**Work to do**
Render each line of the records below as a Markdown table with the columns Row and Line, numbering the rows and skipping blank lines.

Region labeling items:
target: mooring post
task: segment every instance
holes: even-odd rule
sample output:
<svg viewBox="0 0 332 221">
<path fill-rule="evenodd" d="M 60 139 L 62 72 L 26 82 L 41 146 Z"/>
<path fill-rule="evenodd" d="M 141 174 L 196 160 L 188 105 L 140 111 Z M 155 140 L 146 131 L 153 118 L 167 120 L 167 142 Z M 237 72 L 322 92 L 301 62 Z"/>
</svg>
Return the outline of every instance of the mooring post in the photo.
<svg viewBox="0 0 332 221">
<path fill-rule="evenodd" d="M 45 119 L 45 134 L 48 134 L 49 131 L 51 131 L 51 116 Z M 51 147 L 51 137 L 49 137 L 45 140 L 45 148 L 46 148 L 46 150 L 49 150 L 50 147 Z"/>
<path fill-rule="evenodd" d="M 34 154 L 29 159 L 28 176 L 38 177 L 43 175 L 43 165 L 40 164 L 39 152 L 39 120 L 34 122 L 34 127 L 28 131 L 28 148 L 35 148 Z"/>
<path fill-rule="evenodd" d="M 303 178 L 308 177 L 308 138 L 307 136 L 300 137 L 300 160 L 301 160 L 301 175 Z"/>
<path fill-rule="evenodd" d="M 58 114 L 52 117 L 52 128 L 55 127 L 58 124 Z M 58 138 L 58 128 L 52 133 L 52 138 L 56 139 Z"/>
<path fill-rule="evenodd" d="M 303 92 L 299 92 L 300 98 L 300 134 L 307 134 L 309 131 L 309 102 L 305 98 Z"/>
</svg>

**Output**
| Row | Line |
|---|---|
| 1 | target: mooring post |
| 2 | task: segment every instance |
| 3 | holes: even-odd rule |
| 4 | sample output: |
| 5 | <svg viewBox="0 0 332 221"> |
| 6 | <path fill-rule="evenodd" d="M 60 139 L 62 72 L 26 82 L 41 146 Z"/> |
| 7 | <path fill-rule="evenodd" d="M 141 174 L 196 160 L 188 105 L 140 111 Z M 155 140 L 146 131 L 153 118 L 167 120 L 167 142 Z M 237 72 L 322 92 L 301 62 Z"/> |
| 8 | </svg> |
| 9 | Return the outline of every instance of the mooring post in the photo. |
| 10 | <svg viewBox="0 0 332 221"> |
| 11 | <path fill-rule="evenodd" d="M 45 119 L 45 134 L 48 134 L 49 131 L 51 131 L 51 116 Z M 51 147 L 51 137 L 49 137 L 45 140 L 45 148 L 46 148 L 46 150 L 49 150 L 50 147 Z"/> |
| 12 | <path fill-rule="evenodd" d="M 34 154 L 29 159 L 28 176 L 38 177 L 43 175 L 43 165 L 40 164 L 39 152 L 39 120 L 34 122 L 34 127 L 28 131 L 28 148 L 35 148 Z"/> |
| 13 | <path fill-rule="evenodd" d="M 303 178 L 308 177 L 308 138 L 307 136 L 300 137 L 300 160 L 301 160 L 301 175 Z"/> |
| 14 | <path fill-rule="evenodd" d="M 58 114 L 52 117 L 52 128 L 55 127 L 58 124 Z M 58 138 L 58 128 L 52 133 L 52 138 L 56 139 Z"/> |
| 15 | <path fill-rule="evenodd" d="M 303 92 L 299 92 L 300 98 L 300 134 L 307 134 L 309 131 L 309 102 L 305 98 Z"/> |
| 16 | </svg> |